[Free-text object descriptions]
■ ■ ■ ■ ■ ■ ■
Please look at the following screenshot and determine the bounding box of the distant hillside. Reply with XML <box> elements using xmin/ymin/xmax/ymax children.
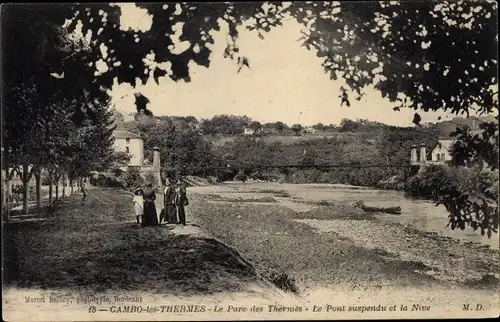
<box><xmin>206</xmin><ymin>132</ymin><xmax>365</xmax><ymax>147</ymax></box>
<box><xmin>207</xmin><ymin>115</ymin><xmax>494</xmax><ymax>146</ymax></box>
<box><xmin>430</xmin><ymin>115</ymin><xmax>497</xmax><ymax>139</ymax></box>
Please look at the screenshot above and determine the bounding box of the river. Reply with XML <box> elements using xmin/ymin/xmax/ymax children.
<box><xmin>204</xmin><ymin>182</ymin><xmax>499</xmax><ymax>250</ymax></box>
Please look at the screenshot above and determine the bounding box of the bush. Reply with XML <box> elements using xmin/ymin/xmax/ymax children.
<box><xmin>41</xmin><ymin>172</ymin><xmax>51</xmax><ymax>185</ymax></box>
<box><xmin>406</xmin><ymin>164</ymin><xmax>499</xmax><ymax>237</ymax></box>
<box><xmin>234</xmin><ymin>170</ymin><xmax>247</xmax><ymax>182</ymax></box>
<box><xmin>216</xmin><ymin>168</ymin><xmax>237</xmax><ymax>182</ymax></box>
<box><xmin>248</xmin><ymin>170</ymin><xmax>273</xmax><ymax>181</ymax></box>
<box><xmin>121</xmin><ymin>168</ymin><xmax>144</xmax><ymax>189</ymax></box>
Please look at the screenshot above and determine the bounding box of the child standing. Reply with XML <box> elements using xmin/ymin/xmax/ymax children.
<box><xmin>81</xmin><ymin>179</ymin><xmax>88</xmax><ymax>202</ymax></box>
<box><xmin>133</xmin><ymin>188</ymin><xmax>144</xmax><ymax>227</ymax></box>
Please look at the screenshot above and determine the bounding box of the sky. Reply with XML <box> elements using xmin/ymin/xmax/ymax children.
<box><xmin>108</xmin><ymin>3</ymin><xmax>462</xmax><ymax>127</ymax></box>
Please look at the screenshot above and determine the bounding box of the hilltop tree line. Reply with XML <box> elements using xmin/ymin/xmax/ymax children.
<box><xmin>2</xmin><ymin>2</ymin><xmax>497</xmax><ymax>234</ymax></box>
<box><xmin>126</xmin><ymin>112</ymin><xmax>495</xmax><ymax>140</ymax></box>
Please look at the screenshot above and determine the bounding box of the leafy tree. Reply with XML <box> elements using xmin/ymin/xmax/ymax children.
<box><xmin>1</xmin><ymin>4</ymin><xmax>115</xmax><ymax>212</ymax></box>
<box><xmin>128</xmin><ymin>116</ymin><xmax>224</xmax><ymax>175</ymax></box>
<box><xmin>4</xmin><ymin>2</ymin><xmax>497</xmax><ymax>133</ymax></box>
<box><xmin>112</xmin><ymin>108</ymin><xmax>125</xmax><ymax>127</ymax></box>
<box><xmin>339</xmin><ymin>119</ymin><xmax>359</xmax><ymax>132</ymax></box>
<box><xmin>274</xmin><ymin>121</ymin><xmax>287</xmax><ymax>133</ymax></box>
<box><xmin>407</xmin><ymin>164</ymin><xmax>498</xmax><ymax>237</ymax></box>
<box><xmin>291</xmin><ymin>124</ymin><xmax>303</xmax><ymax>136</ymax></box>
<box><xmin>248</xmin><ymin>121</ymin><xmax>262</xmax><ymax>134</ymax></box>
<box><xmin>200</xmin><ymin>115</ymin><xmax>252</xmax><ymax>135</ymax></box>
<box><xmin>121</xmin><ymin>167</ymin><xmax>144</xmax><ymax>189</ymax></box>
<box><xmin>323</xmin><ymin>124</ymin><xmax>338</xmax><ymax>132</ymax></box>
<box><xmin>3</xmin><ymin>84</ymin><xmax>48</xmax><ymax>213</ymax></box>
<box><xmin>312</xmin><ymin>123</ymin><xmax>325</xmax><ymax>131</ymax></box>
<box><xmin>160</xmin><ymin>116</ymin><xmax>200</xmax><ymax>130</ymax></box>
<box><xmin>450</xmin><ymin>122</ymin><xmax>498</xmax><ymax>170</ymax></box>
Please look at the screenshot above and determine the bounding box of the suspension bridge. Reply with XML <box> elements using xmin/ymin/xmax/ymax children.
<box><xmin>163</xmin><ymin>163</ymin><xmax>414</xmax><ymax>173</ymax></box>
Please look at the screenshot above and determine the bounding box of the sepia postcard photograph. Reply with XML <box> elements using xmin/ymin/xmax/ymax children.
<box><xmin>1</xmin><ymin>1</ymin><xmax>499</xmax><ymax>321</ymax></box>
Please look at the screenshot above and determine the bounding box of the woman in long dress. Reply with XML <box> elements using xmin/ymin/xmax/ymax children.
<box><xmin>162</xmin><ymin>178</ymin><xmax>177</xmax><ymax>224</ymax></box>
<box><xmin>142</xmin><ymin>182</ymin><xmax>159</xmax><ymax>227</ymax></box>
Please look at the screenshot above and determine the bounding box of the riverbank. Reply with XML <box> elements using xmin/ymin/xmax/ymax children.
<box><xmin>187</xmin><ymin>183</ymin><xmax>499</xmax><ymax>316</ymax></box>
<box><xmin>200</xmin><ymin>182</ymin><xmax>499</xmax><ymax>248</ymax></box>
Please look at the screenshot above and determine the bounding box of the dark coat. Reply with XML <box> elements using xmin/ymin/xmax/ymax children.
<box><xmin>143</xmin><ymin>188</ymin><xmax>156</xmax><ymax>201</ymax></box>
<box><xmin>162</xmin><ymin>185</ymin><xmax>177</xmax><ymax>223</ymax></box>
<box><xmin>175</xmin><ymin>184</ymin><xmax>188</xmax><ymax>225</ymax></box>
<box><xmin>175</xmin><ymin>184</ymin><xmax>188</xmax><ymax>206</ymax></box>
<box><xmin>142</xmin><ymin>188</ymin><xmax>158</xmax><ymax>226</ymax></box>
<box><xmin>164</xmin><ymin>185</ymin><xmax>175</xmax><ymax>206</ymax></box>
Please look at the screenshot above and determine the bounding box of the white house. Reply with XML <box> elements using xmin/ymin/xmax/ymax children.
<box><xmin>111</xmin><ymin>130</ymin><xmax>162</xmax><ymax>187</ymax></box>
<box><xmin>410</xmin><ymin>140</ymin><xmax>454</xmax><ymax>166</ymax></box>
<box><xmin>430</xmin><ymin>140</ymin><xmax>454</xmax><ymax>163</ymax></box>
<box><xmin>112</xmin><ymin>130</ymin><xmax>144</xmax><ymax>167</ymax></box>
<box><xmin>302</xmin><ymin>126</ymin><xmax>318</xmax><ymax>134</ymax></box>
<box><xmin>243</xmin><ymin>127</ymin><xmax>255</xmax><ymax>135</ymax></box>
<box><xmin>410</xmin><ymin>120</ymin><xmax>486</xmax><ymax>166</ymax></box>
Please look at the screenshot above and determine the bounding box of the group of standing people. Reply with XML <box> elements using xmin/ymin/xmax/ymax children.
<box><xmin>132</xmin><ymin>178</ymin><xmax>189</xmax><ymax>228</ymax></box>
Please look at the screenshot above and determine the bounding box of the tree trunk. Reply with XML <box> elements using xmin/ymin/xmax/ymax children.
<box><xmin>55</xmin><ymin>179</ymin><xmax>59</xmax><ymax>201</ymax></box>
<box><xmin>49</xmin><ymin>181</ymin><xmax>53</xmax><ymax>204</ymax></box>
<box><xmin>62</xmin><ymin>174</ymin><xmax>66</xmax><ymax>198</ymax></box>
<box><xmin>22</xmin><ymin>164</ymin><xmax>29</xmax><ymax>216</ymax></box>
<box><xmin>70</xmin><ymin>178</ymin><xmax>74</xmax><ymax>195</ymax></box>
<box><xmin>35</xmin><ymin>171</ymin><xmax>41</xmax><ymax>210</ymax></box>
<box><xmin>2</xmin><ymin>147</ymin><xmax>9</xmax><ymax>221</ymax></box>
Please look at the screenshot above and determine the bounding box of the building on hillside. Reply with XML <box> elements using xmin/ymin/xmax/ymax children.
<box><xmin>410</xmin><ymin>120</ymin><xmax>486</xmax><ymax>167</ymax></box>
<box><xmin>243</xmin><ymin>127</ymin><xmax>255</xmax><ymax>135</ymax></box>
<box><xmin>430</xmin><ymin>140</ymin><xmax>455</xmax><ymax>163</ymax></box>
<box><xmin>261</xmin><ymin>127</ymin><xmax>280</xmax><ymax>135</ymax></box>
<box><xmin>302</xmin><ymin>126</ymin><xmax>318</xmax><ymax>134</ymax></box>
<box><xmin>410</xmin><ymin>140</ymin><xmax>454</xmax><ymax>166</ymax></box>
<box><xmin>112</xmin><ymin>130</ymin><xmax>162</xmax><ymax>187</ymax></box>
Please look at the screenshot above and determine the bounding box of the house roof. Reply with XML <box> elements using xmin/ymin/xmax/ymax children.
<box><xmin>432</xmin><ymin>139</ymin><xmax>455</xmax><ymax>152</ymax></box>
<box><xmin>113</xmin><ymin>130</ymin><xmax>142</xmax><ymax>139</ymax></box>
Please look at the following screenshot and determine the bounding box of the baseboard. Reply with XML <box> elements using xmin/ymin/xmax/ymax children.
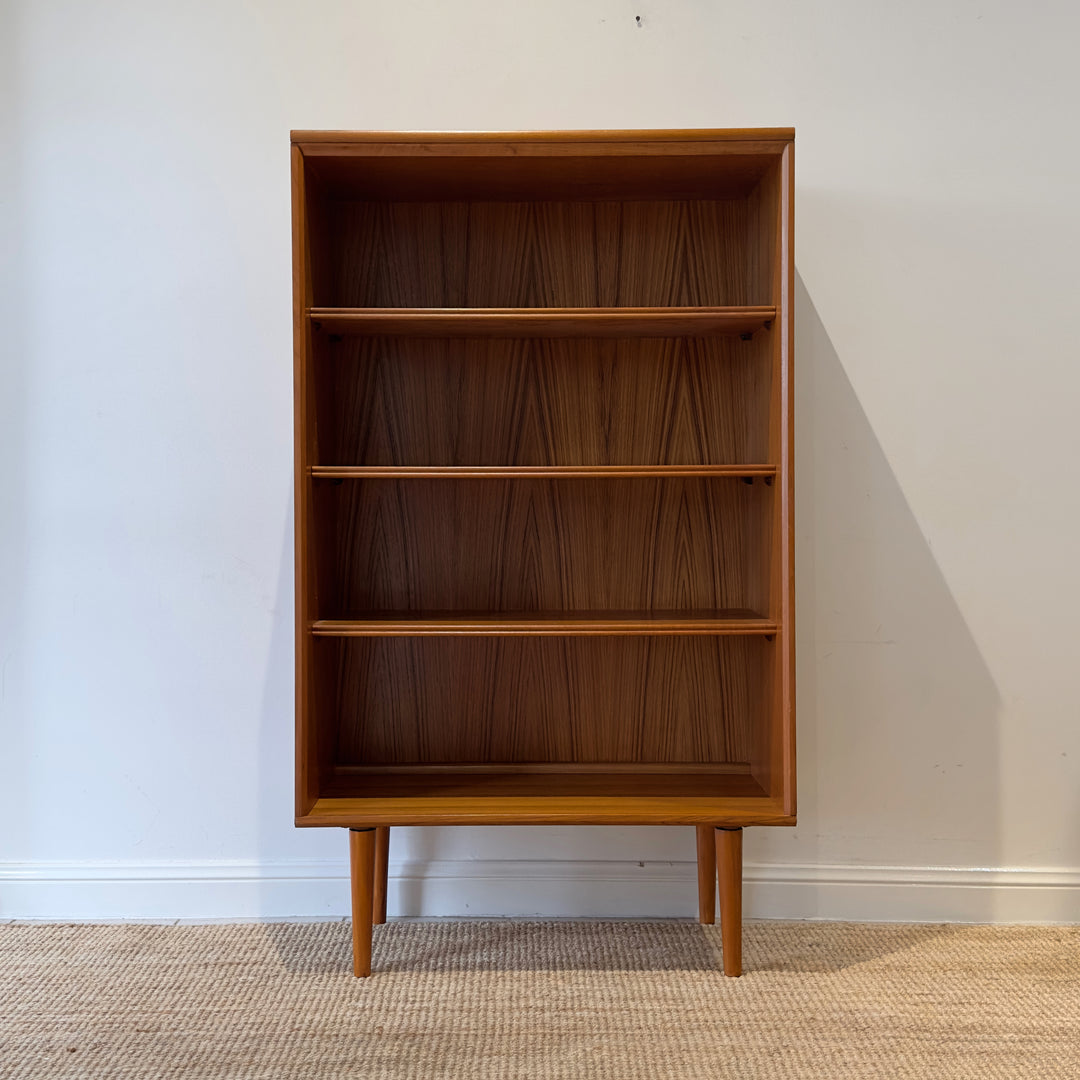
<box><xmin>2</xmin><ymin>858</ymin><xmax>1077</xmax><ymax>923</ymax></box>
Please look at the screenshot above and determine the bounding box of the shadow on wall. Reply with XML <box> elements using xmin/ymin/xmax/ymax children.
<box><xmin>781</xmin><ymin>266</ymin><xmax>1002</xmax><ymax>916</ymax></box>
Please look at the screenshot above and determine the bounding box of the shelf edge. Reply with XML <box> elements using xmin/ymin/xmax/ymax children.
■ ■ ■ ■ ■ ■ ■
* Try it
Only the lines from the one containing "of the shadow" to the end of the records should be repeated, exactly as they appear.

* Answer to this exercise
Please look at the screenshot above and determine the bounding box of the shadow on wall. Reply with XML <box> elements using xmin/ymin/xmax/ymax children.
<box><xmin>781</xmin><ymin>266</ymin><xmax>1002</xmax><ymax>916</ymax></box>
Please look at the screenshot above and determine the bounding box of the shelf edge. Reply with XML <box> elements using xmin/ymin/xmax/ymax children.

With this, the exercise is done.